#### PAGE EXCERPT
----------

Develop a learning organization
One of the key factors that enable agility is learning. HR needs to put emphasis on learning and help employees acquire or build new skills to keep abreast of the external changes & stay relevant. We need to drift away from a ‘remedial’ approach of learning to an ‘evolving’ one.
HR must create and encourage a learning culture, where each individual is learning continuously. Learning need not be always in an instructor-led format; it is experiential too. Create opportunities for people to go beyond the routine tasks to take up assignments that force them to learn. Recognize and reward the behavior of experimenting and going outside of one’s domain to learn something new. Teach them how to embrace failures and celebrate risk-taking.
Hire and manage talent tactfully
You are a product of your environment and if your environment is sharp, nimble, and action-oriented, it is bound to infuse similar energies to everyone else around. Hence, in an agile environment, it is only prudent for HR to hire a person who is better than the previous one. A sharper and more productive employee reduces your investment of cost and time in becoming productive and adds value to the ecosystem much more than an average hire.
Most of the HR practices like performance management, rewards & recognition, compensation, career development is still tied to narrowly defined job descriptions. In an agile environment, when the organization can no longer rely on static job titles, these processes may will to change too. HR needs to find new ways of defining how to reward employees, who get paid what and how performance will be evaluated. A lot of these processes may change to fit the individual rather than fitting the job.

----------

#### INFORMATION PROVIDED
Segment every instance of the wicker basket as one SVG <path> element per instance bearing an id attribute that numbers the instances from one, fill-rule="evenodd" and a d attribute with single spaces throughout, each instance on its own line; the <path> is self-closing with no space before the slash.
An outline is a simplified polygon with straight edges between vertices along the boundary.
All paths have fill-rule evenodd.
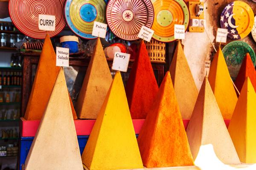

----------

#### WORK INSTRUCTIONS
a - According to the text on HR and agility, why should HR in an agile environment hire a person who is better than the previous one? Explain in one to three sentences.
b - Write what comes next in the text on HR and agility, picking up after its final sentence.

#### THE RESPONSES
a - People are products of their environment, so a sharp, nimble, action-oriented environment passes those energies on to everyone around it. A sharper, more productive employee also reduces the cost and time invested in becoming productive and adds much more value to the ecosystem than an average hire.

b -
HR must also keep an eye on the changes in the market & the talent ecosystem to be able to predict future hiring requirements & make the right strategy. New skills and technology ushering in, altering business models of competitors, changes in domestic & international economics, etc. all have a significant influence on the talent strategy of an organization, and HR needs to be aware and ready for all such changes.
HR departments, in most organizations, work on long-term goals and are often too rigid to change. However, agility expects HR to move away from annual or bi-annual plans and adapt to external changes as they come. Having flexible, short-term performance objectives coupled with frequent, real-time feedback is one of the many ways that can help HR become agile. Likewise, a linear career path may give way to a broader career path, which makes it easier for people to switch roles as per the need of the business. Agile isn’t a cakewalk, but at the same time, it isn’t rocket science too. But, one thing is certain, those who fail to become agile may put themselves at risk of obsolescence.